Exercise description: Reproduce the entries below, switching each "drop a single dot on" to "place one mark on" and leaving everything else unchanged.

Pointing entries:
## Begin

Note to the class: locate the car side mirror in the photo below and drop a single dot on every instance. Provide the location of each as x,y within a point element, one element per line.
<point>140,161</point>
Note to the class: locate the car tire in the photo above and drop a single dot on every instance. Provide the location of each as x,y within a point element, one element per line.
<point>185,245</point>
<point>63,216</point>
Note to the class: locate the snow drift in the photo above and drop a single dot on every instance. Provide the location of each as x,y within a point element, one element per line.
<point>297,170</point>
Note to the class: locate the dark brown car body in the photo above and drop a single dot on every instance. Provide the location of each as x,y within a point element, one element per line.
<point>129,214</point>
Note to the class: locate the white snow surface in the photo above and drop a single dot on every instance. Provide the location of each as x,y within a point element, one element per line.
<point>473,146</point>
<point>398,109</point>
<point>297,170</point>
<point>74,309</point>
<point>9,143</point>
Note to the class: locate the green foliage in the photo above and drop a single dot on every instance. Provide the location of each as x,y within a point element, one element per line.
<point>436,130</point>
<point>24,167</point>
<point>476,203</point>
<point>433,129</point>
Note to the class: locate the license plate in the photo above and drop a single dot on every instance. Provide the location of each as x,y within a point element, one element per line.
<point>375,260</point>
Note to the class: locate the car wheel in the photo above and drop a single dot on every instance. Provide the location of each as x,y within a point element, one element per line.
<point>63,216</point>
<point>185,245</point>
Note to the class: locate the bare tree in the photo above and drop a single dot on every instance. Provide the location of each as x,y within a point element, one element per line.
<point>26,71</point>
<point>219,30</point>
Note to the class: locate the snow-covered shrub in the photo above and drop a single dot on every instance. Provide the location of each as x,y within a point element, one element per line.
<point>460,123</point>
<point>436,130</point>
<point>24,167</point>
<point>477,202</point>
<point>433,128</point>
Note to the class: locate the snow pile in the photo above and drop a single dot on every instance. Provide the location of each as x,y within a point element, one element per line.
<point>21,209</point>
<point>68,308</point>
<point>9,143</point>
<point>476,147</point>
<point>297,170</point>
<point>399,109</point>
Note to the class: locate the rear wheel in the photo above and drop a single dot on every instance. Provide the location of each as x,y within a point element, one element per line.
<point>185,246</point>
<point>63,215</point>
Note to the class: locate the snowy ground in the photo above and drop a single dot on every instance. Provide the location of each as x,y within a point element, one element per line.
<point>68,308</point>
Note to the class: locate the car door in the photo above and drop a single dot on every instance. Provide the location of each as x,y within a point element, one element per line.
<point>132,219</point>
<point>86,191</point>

## End

Solution for this exercise:
Note to the class: locate the car side mirror in the photo below and place one mark on every instance. Provide the location of each as x,y within a point element, one element per line.
<point>140,161</point>
Note to the class: locate the car tire in the photo above and place one mark on every instance. Provide the location of each as x,y within a point element, one element per line.
<point>185,245</point>
<point>63,216</point>
Note to the class: locate the snow drift in the photo above and place one mark on every instance. Provide the location of each as x,y within a point element, one element per line.
<point>297,170</point>
Note to the class: locate the dark brown car body in the photo above and place one mark on every instance. Provide the location of each as x,y within a point element, one element per line.
<point>129,214</point>
Note to the class: locate the white snow surface in the photo above and place one mark on every instance. Provide the location of each as x,y within a point element, one element per line.
<point>473,146</point>
<point>398,109</point>
<point>297,170</point>
<point>74,309</point>
<point>9,143</point>
Note to the class: locate the green foliage in the photo above and place one mark on every instance. Provide the location of each as x,y within a point element, one element per line.
<point>436,130</point>
<point>24,167</point>
<point>476,203</point>
<point>433,129</point>
Note to the class: locate the license plate in the photo above and place one mark on every instance. Provide the location of each as x,y within a point element, one element per line.
<point>375,260</point>
Note to the class: locate the car wheel in the photo above and place one mark on every instance. Provide the location of each as x,y within a point element, one element per line.
<point>63,216</point>
<point>185,245</point>
Note to the class: locate the bare tree in the photo above and place one mark on every instance. Provide the location of each as x,y within a point element, one element per line.
<point>26,71</point>
<point>219,30</point>
Note to the class: locate the snow-covered shrub in the photo above and place one mark on every instance. Provide the location of each as x,y within a point element, one element per line.
<point>460,123</point>
<point>436,130</point>
<point>24,167</point>
<point>477,202</point>
<point>433,128</point>
Note to the class: locate the snow pile in the photo above and place one mark on every instance. Provide the location of each as x,y within a point element, one element per line.
<point>21,209</point>
<point>68,308</point>
<point>9,143</point>
<point>476,147</point>
<point>297,170</point>
<point>399,109</point>
Note to the class: locate the rear wheel in the photo above and place one mark on every instance. Provide the location of each as x,y within a point element, one element per line.
<point>185,246</point>
<point>63,215</point>
Note to the class: locate the snowy ground in the photo above and place one mark on every instance. Provide the location of each as x,y within a point element, one element per line.
<point>68,308</point>
Note to the class: locate the car door in the photo above and place one mark on every instance. Provide the location of each as x,y within a point element, one element per line.
<point>132,219</point>
<point>86,191</point>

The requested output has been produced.